■ **Brano da leggere**:
========

Scritto il 2010-12-29 in News

Israele sta cercando con ogni mezzo di arginare il danno alla propria immagine, provocato da una politica criminale e al di sopra di ogni legalità e diritto internazionale, che promuove attacchi continui contro civili nella Striscia di Gaza, massacri, la colonizzazione esponenziale della Cisgiordania e di Gerusalemme Est e assalti di pirateria contro flottiglie umanitarie (Freedom Flotilla, maggio 2010).

Oltre all'armata di mille "chirurghi estetici", cioè intellettuali europei che verranno sguinzagliati qua e là in attività da promoter-venditore del prodotto "Israel", lo stato sionista manda avanti la propria collaudata, e ormai poco credibile, corazzata di servizi segreti, di sicurezza, di propaganda, a colpire associazioni e organizzazioni palestinesi in Europa che lavorano per il riconoscimento dei diritti fondamentali del popolo di Palestina.

In questi giorni l'attacco israeliano è rivolto al Palestinian Return Centre di Londra e a suoi ricercatori e rappresentanti, accusati di "attività terroristiche" quali, niente meno, l'organizzazione di conferenze e manifestazioni a sostegno della Palestina e di denuncia contro i crimini di guerra israeliani.

Mentre un Paese dopo l'altro dell'America Latina, una delle regioni del "sud del mondo" in rapida ascesa e sviluppo, sta riconoscendo il diritto a uno Stato per i palestinesi, e ha preso le distanze dalle politiche illegali israeliane, l'Europa in inarrestabile declino economico, politico e sociale è tuttora ancorata alla parabola in discesa del neo-colonialismo occidentale, di cui lo stato sionista è emblema ultimo e in grave crisi esistenziale.

Quello che segue è l'articolo comparso nel sito dell'esercito israeliano:
http://dover.idf.il/IDF/English/News/today/10/12/2703.htm

"Il ministro della Difesa Ehud Barak ha siglato un decreto, questo mese, in cui dichiara che l'organizzazione affiliata a Hamas, il Palestinian Return Center in Inghilterra, è un'associazione illegale in Israele. Sulla base di un rapporto stilato lunedì 27 dicembre dall'Agenzia di sicurezza israeliana, il Centro risulta coinvolto nell'organizzazione di attività violente e radicali contro Israele in Europa, e di delegittimazione dello status di Israele come nazione tra la comunità europea.

Tra le altre attività terroristiche affiliate, il Centro organizza molte conferenze in vari Paesi europei per attivisti di Hamas e dei Fratelli Musulmani di tutto il mondo, e per membri del Centro stesso. I partecipanti includono principalmente rappresentanti delle attività di finanziamento a Hamas in Europa, e persino dell'organizzazione di Hamas della Striscia di Gaza.

========

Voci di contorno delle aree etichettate
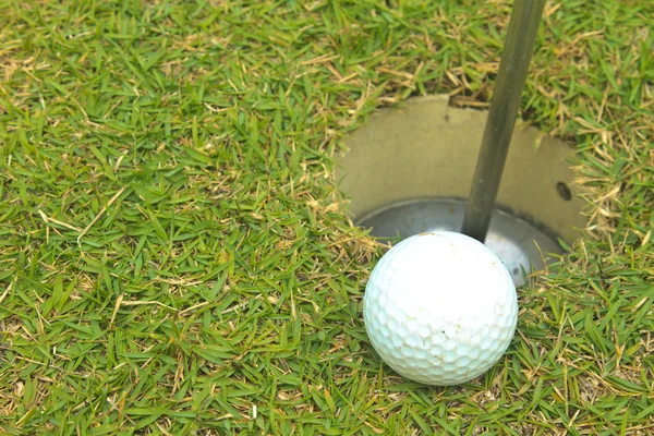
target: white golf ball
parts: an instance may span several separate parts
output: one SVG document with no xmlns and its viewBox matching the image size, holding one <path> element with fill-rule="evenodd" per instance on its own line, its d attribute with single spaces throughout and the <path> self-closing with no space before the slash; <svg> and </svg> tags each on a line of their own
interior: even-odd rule
<svg viewBox="0 0 654 436">
<path fill-rule="evenodd" d="M 389 250 L 363 298 L 371 342 L 398 374 L 458 385 L 488 371 L 518 322 L 511 276 L 481 242 L 453 232 L 421 233 Z"/>
</svg>

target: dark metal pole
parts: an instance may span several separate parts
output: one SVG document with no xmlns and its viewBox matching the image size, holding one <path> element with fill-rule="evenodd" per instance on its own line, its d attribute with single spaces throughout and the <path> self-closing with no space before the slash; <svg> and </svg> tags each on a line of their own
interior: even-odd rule
<svg viewBox="0 0 654 436">
<path fill-rule="evenodd" d="M 491 225 L 544 4 L 545 0 L 516 0 L 513 3 L 461 230 L 481 242 L 486 239 Z"/>
</svg>

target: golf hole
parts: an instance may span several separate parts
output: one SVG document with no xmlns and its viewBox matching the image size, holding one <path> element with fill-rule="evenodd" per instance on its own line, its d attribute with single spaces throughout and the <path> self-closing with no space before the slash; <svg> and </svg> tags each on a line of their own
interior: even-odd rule
<svg viewBox="0 0 654 436">
<path fill-rule="evenodd" d="M 457 109 L 449 97 L 412 98 L 383 109 L 346 140 L 337 178 L 354 222 L 380 241 L 460 231 L 487 112 Z M 518 123 L 513 130 L 486 245 L 516 286 L 564 253 L 559 239 L 585 226 L 570 161 L 572 149 Z"/>
</svg>

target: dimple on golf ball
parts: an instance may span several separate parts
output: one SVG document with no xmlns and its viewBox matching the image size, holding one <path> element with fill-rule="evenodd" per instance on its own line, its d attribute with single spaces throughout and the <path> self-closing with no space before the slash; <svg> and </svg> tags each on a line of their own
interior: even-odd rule
<svg viewBox="0 0 654 436">
<path fill-rule="evenodd" d="M 481 242 L 453 232 L 408 238 L 373 269 L 363 299 L 371 342 L 398 374 L 458 385 L 488 371 L 518 322 L 516 287 Z"/>
</svg>

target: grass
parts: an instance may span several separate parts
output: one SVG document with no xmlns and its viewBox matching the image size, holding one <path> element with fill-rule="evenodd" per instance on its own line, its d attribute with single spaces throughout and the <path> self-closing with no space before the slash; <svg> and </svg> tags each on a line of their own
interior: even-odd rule
<svg viewBox="0 0 654 436">
<path fill-rule="evenodd" d="M 509 3 L 63 3 L 0 1 L 2 432 L 654 432 L 654 3 L 547 4 L 521 113 L 589 226 L 451 388 L 372 350 L 335 157 L 412 95 L 487 106 Z"/>
</svg>

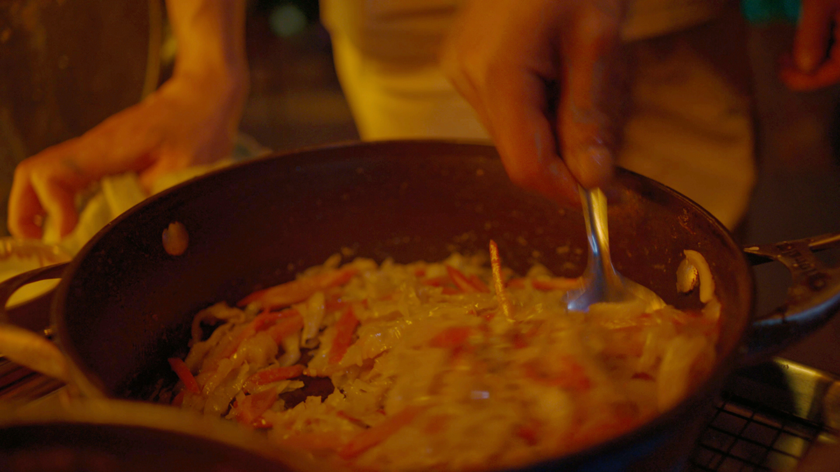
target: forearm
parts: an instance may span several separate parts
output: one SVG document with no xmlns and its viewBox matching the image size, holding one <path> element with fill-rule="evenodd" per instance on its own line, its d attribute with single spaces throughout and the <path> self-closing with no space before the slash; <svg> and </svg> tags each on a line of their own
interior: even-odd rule
<svg viewBox="0 0 840 472">
<path fill-rule="evenodd" d="M 166 0 L 166 8 L 178 45 L 176 76 L 247 82 L 245 0 Z"/>
</svg>

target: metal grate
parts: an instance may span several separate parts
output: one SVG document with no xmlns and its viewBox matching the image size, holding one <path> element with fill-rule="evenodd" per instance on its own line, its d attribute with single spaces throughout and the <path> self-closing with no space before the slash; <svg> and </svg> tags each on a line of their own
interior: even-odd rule
<svg viewBox="0 0 840 472">
<path fill-rule="evenodd" d="M 793 471 L 825 427 L 724 393 L 686 472 Z"/>
<path fill-rule="evenodd" d="M 0 357 L 0 401 L 30 401 L 62 386 Z M 840 383 L 785 359 L 736 373 L 684 472 L 793 472 L 816 442 L 837 440 Z"/>
<path fill-rule="evenodd" d="M 0 357 L 0 401 L 31 401 L 61 388 L 64 383 Z"/>
</svg>

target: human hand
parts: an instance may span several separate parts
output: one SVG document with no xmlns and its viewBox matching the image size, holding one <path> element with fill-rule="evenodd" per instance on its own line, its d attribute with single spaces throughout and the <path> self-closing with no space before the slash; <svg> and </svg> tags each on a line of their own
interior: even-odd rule
<svg viewBox="0 0 840 472">
<path fill-rule="evenodd" d="M 780 78 L 795 91 L 815 90 L 837 83 L 840 1 L 801 0 L 800 12 L 793 51 L 782 56 Z"/>
<path fill-rule="evenodd" d="M 621 0 L 474 0 L 442 66 L 475 108 L 511 179 L 579 200 L 612 174 L 621 109 Z"/>
<path fill-rule="evenodd" d="M 247 72 L 176 72 L 142 102 L 24 160 L 9 195 L 9 232 L 40 238 L 48 215 L 64 237 L 78 219 L 76 195 L 105 176 L 134 170 L 148 189 L 163 174 L 228 155 L 246 84 Z"/>
</svg>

========

■ **Il compito**:
Rispondi a queste domande sul brano da leggere.
(a) Quale centro di Londra è indicato come bersaglio dell'attacco israeliano?
(b) Chi ha siglato il decreto descritto nell'articolo dell'esercito israeliano?
(c) In quale giorno l'Agenzia di sicurezza israeliana ha stilato il suo rapporto?

■ **Soluzione**:
(a) Il Palestinian Return Centre.
(b) Il ministro della Difesa Ehud Barak.
(c) Lunedì 27 dicembre.